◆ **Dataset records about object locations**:
*****
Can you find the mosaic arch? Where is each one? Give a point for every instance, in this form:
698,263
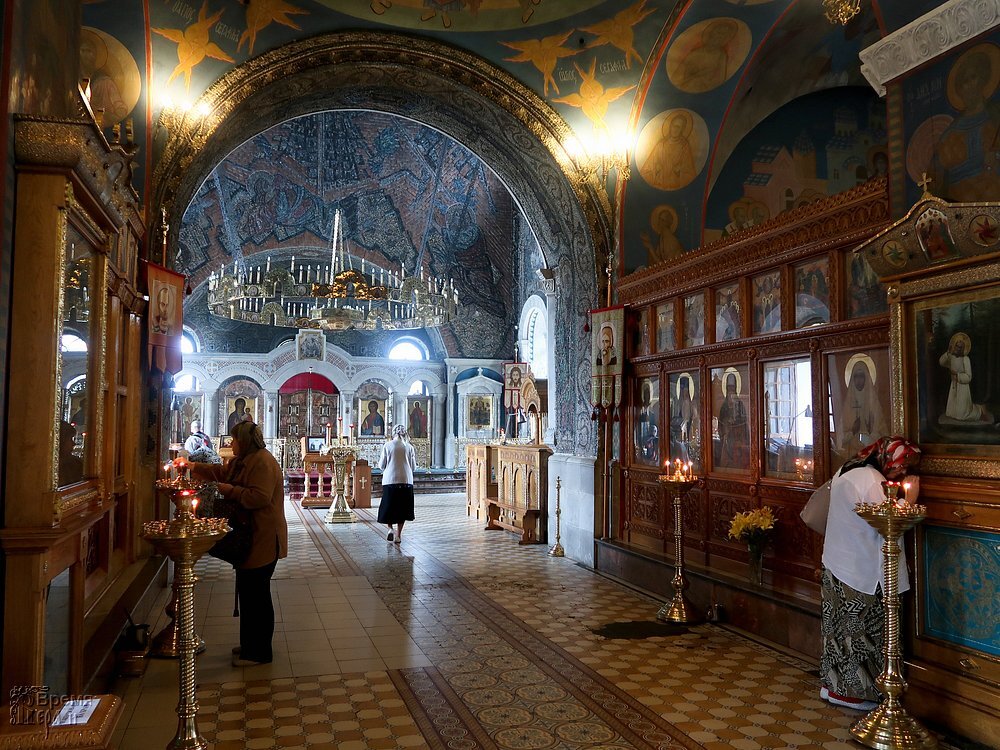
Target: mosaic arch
512,131
485,15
*****
◆ **Task details**: Using the data above, print every line exactly, omitting pictures.

◆ **Exercise result**:
Can you find the mosaic arch? Where is each one? Give a point for every instance, in this form:
698,263
Target: mosaic arch
512,131
485,15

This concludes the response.